◆ Problem ◆
Extend the forum thread about whether people know Latin, picking up right after its last post.

My friend was surprised I didn't know Latin, do YOU know Latin?

I certainly don’t know Latin, but I teach at a school where a number of my students take it. I know enough of the roots from Latin that I can usually get the gist of a passage in the language. Certainly learning the word roots helps a great deal for learning English vocab, but I question the use of learning a language that nobody has spoken in hundreds of years; my students don’t even learn to speak it very much because nobody’s sure about the pronounciation.

I know enough Latin to understand the “Romans Go Home” scene in Life of Brian, but that is at least as much from what I know of British public schools as anything else.

I know a lot of Latin phrases from reading William F. Buckley, who was always good for the occasional ceteris paribus or mirabile dictu.

Regards,
Shodan

I don’t know Latin. It’s possible I would have guessed ignis means fire, but I definitely wouldn’t have known if that was from Latin or Greek. My high school offered Latin, but I don’t know how many people took it. It was much more common to take Spanish.

This is my experience too. I remember studying grammar, and reading a lot of novels and discussing them and writing about them, but never anything about Latin or Greek roots. That probably would have been helpful for the SAT, but there was never any class time devoted to the SAT.

I learned Latin for a couple years in first and second grade. It was done specifically to help with the teaching of word connections and word roots in english. I did not specifcally learn ignis but it would have been an immediate and obvious connection to “ignite” and therefore “fire” to me.

◆ Source material ◆
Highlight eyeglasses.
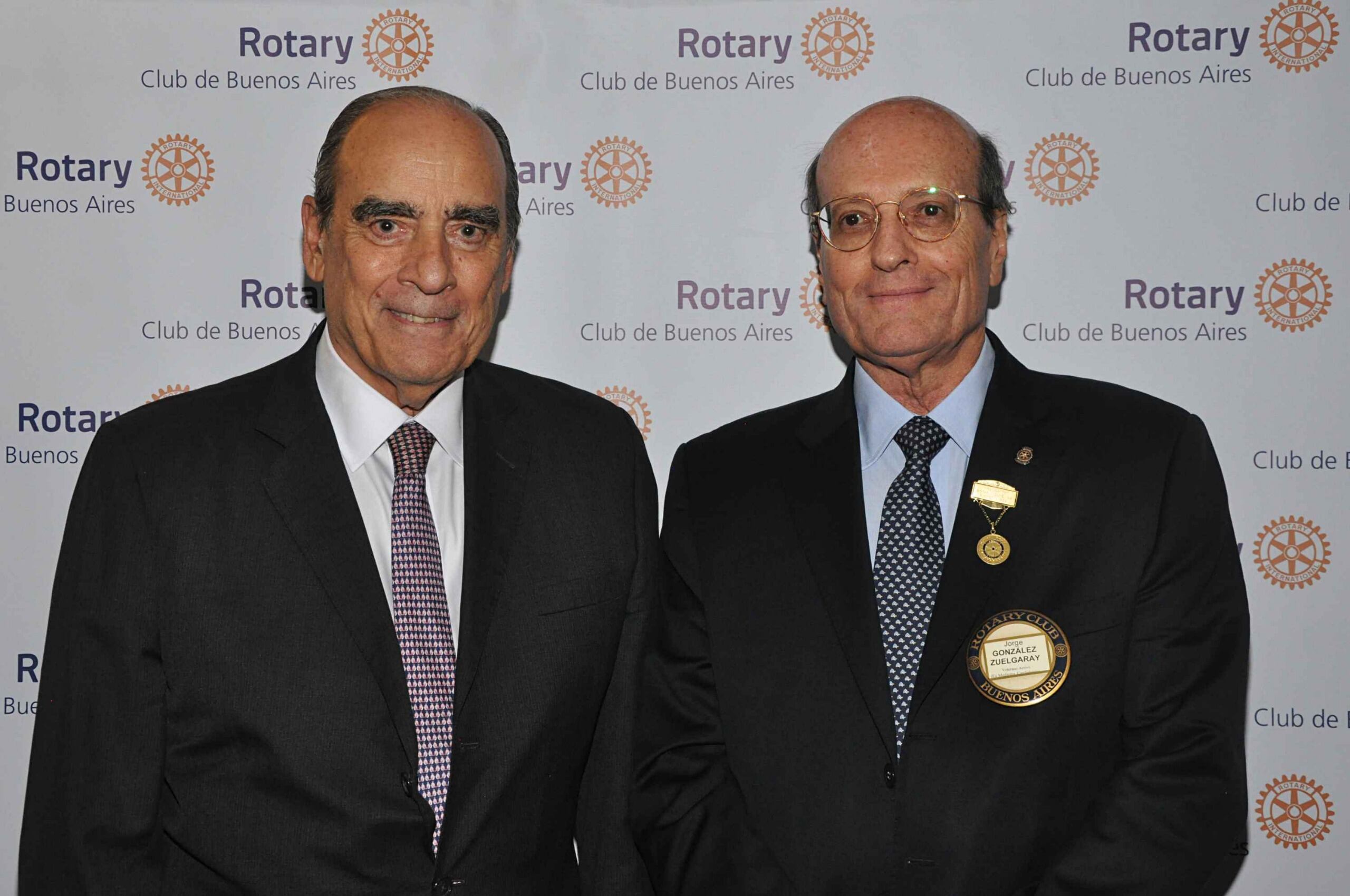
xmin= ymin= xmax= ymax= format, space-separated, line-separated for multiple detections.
xmin=808 ymin=186 xmax=992 ymax=252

◆ Exercise output ◆
To me, it’s like the superhero “Frozone” in The Incredibles. I don’t have to think about it, it’s obvious that the guy has ice powers.

I guess I’m not very surprised other people wouldn’t know, but I bet the other spells are similarly named, and if I didn’t get it, something would’ve twigged in my head anyway to cause me to look it up because “that sounds familiar, is it in another language maybe?”. I’d think it was weird if a person didn’t look it up or make the connection eventually.

Take all this with a grain of salt. I already knew what lucre was before I played Dragon’s Crown.

My high school had a class like that (and still does). I didn’t take it, but I did take a year of Latin. I can read mottos and legends, in addition to recognizing roots. I still know my conjugations and declensions, because I go over them every so often. I know enough that “octopi” and “feti” bug the hell out of me.

Sicilia est insula. Italia non est insula. Italia est peninsula.

First line of my Latin text.

My parents wanted me to take both years of Latin that my high school offered, but I wanted to take biblical Hebrew at the local university (lots of high school kids got a release period from high school to take a class at the university). So I took one year of Latin, and then switched to Hebrew. I also took a year of French, and some French in college. Mostly because I really liked French movies.

Perhaps the OP’s friend was under the misimpression that the OP lived in Latin America.

Was his friend the Russian Dan Quayle?

I’ve never studied any Latin as such.

I think I would have connected “igni” with the English word ignite/ignition.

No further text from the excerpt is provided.